• Data records

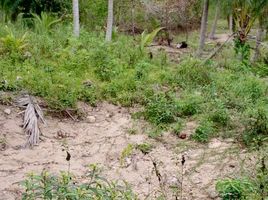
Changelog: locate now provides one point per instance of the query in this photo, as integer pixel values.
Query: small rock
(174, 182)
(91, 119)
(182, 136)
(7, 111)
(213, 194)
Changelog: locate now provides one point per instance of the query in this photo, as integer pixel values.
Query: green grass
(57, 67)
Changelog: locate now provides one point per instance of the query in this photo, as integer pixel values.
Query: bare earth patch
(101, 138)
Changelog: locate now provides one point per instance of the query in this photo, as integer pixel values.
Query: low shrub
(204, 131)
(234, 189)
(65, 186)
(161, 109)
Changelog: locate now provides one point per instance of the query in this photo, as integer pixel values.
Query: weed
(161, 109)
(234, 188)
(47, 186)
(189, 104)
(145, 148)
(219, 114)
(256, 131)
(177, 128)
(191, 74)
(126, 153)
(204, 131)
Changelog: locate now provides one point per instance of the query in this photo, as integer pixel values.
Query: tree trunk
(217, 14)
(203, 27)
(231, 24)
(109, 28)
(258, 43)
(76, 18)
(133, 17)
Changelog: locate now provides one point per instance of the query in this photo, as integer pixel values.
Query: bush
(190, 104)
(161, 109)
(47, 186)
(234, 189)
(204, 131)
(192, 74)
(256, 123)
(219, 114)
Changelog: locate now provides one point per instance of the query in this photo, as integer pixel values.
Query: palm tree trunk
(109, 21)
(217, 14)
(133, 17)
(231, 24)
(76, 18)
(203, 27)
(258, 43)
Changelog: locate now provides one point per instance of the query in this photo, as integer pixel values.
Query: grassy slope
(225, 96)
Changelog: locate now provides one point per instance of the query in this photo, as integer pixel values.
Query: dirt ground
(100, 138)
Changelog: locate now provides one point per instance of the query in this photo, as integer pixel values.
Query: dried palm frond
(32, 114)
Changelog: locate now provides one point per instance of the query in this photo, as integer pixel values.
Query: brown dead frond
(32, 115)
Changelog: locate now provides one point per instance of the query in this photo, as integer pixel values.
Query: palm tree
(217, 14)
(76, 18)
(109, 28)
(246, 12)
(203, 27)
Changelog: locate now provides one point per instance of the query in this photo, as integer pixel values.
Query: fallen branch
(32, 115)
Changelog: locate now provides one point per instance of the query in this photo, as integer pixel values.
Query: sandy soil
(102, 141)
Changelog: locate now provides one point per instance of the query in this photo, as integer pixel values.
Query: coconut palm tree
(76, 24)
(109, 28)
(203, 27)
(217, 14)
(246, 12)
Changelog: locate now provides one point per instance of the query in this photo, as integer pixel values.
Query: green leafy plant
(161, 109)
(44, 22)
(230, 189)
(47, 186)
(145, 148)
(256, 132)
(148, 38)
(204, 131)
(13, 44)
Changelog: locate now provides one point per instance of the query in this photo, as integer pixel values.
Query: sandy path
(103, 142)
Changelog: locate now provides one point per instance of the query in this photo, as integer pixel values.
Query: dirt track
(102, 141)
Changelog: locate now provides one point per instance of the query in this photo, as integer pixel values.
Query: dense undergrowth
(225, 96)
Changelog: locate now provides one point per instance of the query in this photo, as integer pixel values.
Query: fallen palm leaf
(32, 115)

• Brief
Would you repeat the entries exactly, keeping the images out?

• Solution to the exercise
Changelog: locate now provides one point per instance of the query in this photo, as integer pixel values.
Query: small rock
(174, 182)
(91, 119)
(182, 136)
(7, 111)
(213, 194)
Changelog: locate now provides one point per instance of the query in this photo, as integer pixel values.
Query: green grass
(57, 67)
Changelog: locate now provides one point per instance of the query in this photo, as integer pixel values.
Query: bare earth patch
(101, 138)
Changelog: locate now provides one point per instance of the query in this photo, as integer pixel values.
Query: low shrub
(204, 131)
(234, 189)
(65, 186)
(161, 109)
Changelog: locate now provides one point per instance of the query in this photo, as integer pixel values.
Query: weed
(161, 109)
(234, 188)
(47, 186)
(189, 104)
(145, 148)
(219, 114)
(256, 131)
(177, 128)
(191, 74)
(126, 153)
(204, 131)
Changelog: locate now provides one point per instance of the query in this photo, as integer pixel values.
Query: tree trunk
(217, 14)
(203, 27)
(231, 24)
(109, 28)
(258, 43)
(76, 18)
(133, 17)
Changelog: locate now provides one point per instance of the query in this photo, as integer pixel values.
Query: bush
(190, 104)
(161, 109)
(47, 186)
(234, 189)
(204, 131)
(192, 74)
(256, 123)
(219, 114)
Changelog: locate now provides one point per instance of the query in this photo, as integer pixel values.
Query: palm tree trunk
(109, 21)
(217, 14)
(133, 17)
(231, 24)
(76, 18)
(203, 27)
(258, 43)
Changelog: locate now provides one point per instance of the query in this photo, as integer pixel values.
Query: grassy slope
(225, 96)
Changelog: locate now provides one point per instance of the query in this photo, as integer pixel values.
Query: dirt ground
(100, 138)
Changelog: locate now provides one point per instance of the query in this photo, as integer pixel values.
Query: dried palm frond
(32, 114)
Changelog: locate now provides one point per instance of the query in this photo, as integer pixel values.
Query: brown dead frond
(32, 115)
Changelog: locate now provides one point per instance of the query in this photo, as integer pixel values.
Query: palm tree
(217, 14)
(76, 18)
(109, 28)
(246, 12)
(203, 27)
Changelog: locate now provides one point per instance of the query in this photo, as integer pixel values.
Query: fallen branch
(32, 115)
Changelog: locate now provides one point per instance of the query in this photo, as integer pixel values.
Query: sandy soil
(102, 141)
Changelog: locate now provides one point per instance of the query in this photo, as integer pixel values.
Query: coconut palm tree
(76, 24)
(109, 28)
(203, 27)
(217, 14)
(246, 12)
Changelog: locate now provides one point per instance of the query in this photo, as integer pixel values.
Query: green leafy plant
(161, 109)
(44, 22)
(230, 189)
(47, 186)
(145, 148)
(256, 132)
(148, 38)
(204, 131)
(13, 44)
Changelog: locate now provides one point per instance of the query in this photo, as integer pixel values.
Query: sandy path
(103, 142)
Changelog: locate now provides one point per instance of the query in this photo, as integer pixel values.
Query: dirt track
(102, 141)
Changelog: locate now provides one point per instance of the query in this photo, as integer pixel values.
Query: dense undergrowth
(225, 96)
Changelog: locate now provides one point per instance of the query in this photo, as integer pixel values.
Query: fallen palm leaf
(32, 115)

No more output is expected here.